La mécanique ML Ops en question porte plus explicitement sur l’engrenage d’une série de tâches que l’on a à mettre en œuvre, dans le but de produire et d’exposer à des clients un “estimateur”. Un service, qui pour opérer à la demande des calculs d’estimations statistiques, a recours à un modèle “formé” par une machine apprenante. Précisons aussi que l’intérêt commercial d’un tel service est d’imputer une valeur crédible sur une donnée que des analystes demandent à connaître. Mais que, pour des raisons de moyen (technique, financier, politique, …), l’entreprise renonce à acquérir via des procédures courantes, telles que l’installation de capteurs électroniques ou l’intervention d’experts humains.
Notre approche du ML Ops
À ce jour, pour la communauté ML de Devoteam Revolve, le ML Ops représente l’investissement dans un cadre structurel (organisationnel et infrastructurel) adéquat. Avec à la clé une rampe de lancement permettant de construire vite et bien le service lié à l’estimateur voulu.

OBJECTIF:
Prolongez l'extrait ci-dessus sur le ML Ops en reprenant juste après sa dernière phrase.

Entrées de données enregistrées:
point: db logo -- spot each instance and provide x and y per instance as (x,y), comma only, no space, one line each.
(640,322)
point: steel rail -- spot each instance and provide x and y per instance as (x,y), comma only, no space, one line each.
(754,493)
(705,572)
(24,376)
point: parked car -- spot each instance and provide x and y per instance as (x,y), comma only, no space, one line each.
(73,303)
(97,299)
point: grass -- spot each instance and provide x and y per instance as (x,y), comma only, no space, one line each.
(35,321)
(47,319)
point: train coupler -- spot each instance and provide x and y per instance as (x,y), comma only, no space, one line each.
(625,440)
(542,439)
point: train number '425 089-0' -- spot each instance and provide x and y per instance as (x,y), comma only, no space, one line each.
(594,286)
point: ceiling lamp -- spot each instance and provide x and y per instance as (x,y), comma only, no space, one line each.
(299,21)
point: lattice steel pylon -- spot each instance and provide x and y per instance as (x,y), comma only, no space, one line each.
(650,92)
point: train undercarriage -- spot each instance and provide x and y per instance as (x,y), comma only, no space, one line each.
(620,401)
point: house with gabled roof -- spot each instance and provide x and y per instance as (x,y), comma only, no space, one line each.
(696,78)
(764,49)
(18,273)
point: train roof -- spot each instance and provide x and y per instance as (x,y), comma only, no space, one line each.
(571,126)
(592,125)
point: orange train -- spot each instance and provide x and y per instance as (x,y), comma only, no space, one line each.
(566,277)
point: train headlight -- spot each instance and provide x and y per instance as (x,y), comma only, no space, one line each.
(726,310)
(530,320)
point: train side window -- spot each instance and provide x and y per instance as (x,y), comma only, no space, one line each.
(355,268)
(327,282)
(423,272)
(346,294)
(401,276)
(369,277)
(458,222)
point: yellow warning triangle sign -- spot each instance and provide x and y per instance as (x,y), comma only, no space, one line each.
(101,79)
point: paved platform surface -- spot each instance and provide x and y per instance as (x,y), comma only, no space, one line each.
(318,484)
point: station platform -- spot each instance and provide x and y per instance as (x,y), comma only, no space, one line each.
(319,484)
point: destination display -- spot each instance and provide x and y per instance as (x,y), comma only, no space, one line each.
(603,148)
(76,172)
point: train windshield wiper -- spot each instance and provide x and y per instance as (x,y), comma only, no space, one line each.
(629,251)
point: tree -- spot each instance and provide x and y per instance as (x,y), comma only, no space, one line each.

RÉSULTAT:
Un mantra, qui est le nôtre : l’automatisation des tâches rébarbatives, en vue de “désautomatiser” le quotidien des acteurs humains. De manière à miser surtout sur le potentiel créatif et l’activité cérébrale des contributeurs. En faisant abstraction des routines “ops”.
Disons que les data scientists souhaitent avoir accès à une plateforme MLOps afin de réduire autant que possible les points de friction dans les conduits de mise sur le marché. Ne pas perdre de temps avec une intuition, la confronter en un clic à la jauge de satisfaction des utilisateurs de leur service ML.
Cette plateforme intègre bien sûr les précautions appropriées en termes de stabilité, de sécurité et de respect de la confidentialité des data sensibles. De manière à ce que tout produit ML bénéficie à la fois de la confiance des responsables sécurité des systèmes d’information (RSSI) et de celle des délégués à la protection des données (DPO).
Les directions d’entreprises sont maintenant, à l’aube de la décennie 2020, convaincues, et en phase d’acculturation à ce nouvel écosystème. Le machine learning peut indubitablement se montrer utile pour un large éventail d’applications critiques. L’enjeu phare est d’être en capacité de remédier aux diverses complexités de la discipline, dans un contexte commercial qui soulève la question de l’aptitude au passage à l’échelle.
Le passage au ML Ops pose cependant de nouvelles questions.
- Comment recruter de manière appropriée dans l’équipe ?
- Et comment judicieusement investir dans des solutions de marché, pour monter sa plateforme ?
- Mieux vaut-t-il bâtir soi-même ou se fier aux solutions distribuées sur le marché ?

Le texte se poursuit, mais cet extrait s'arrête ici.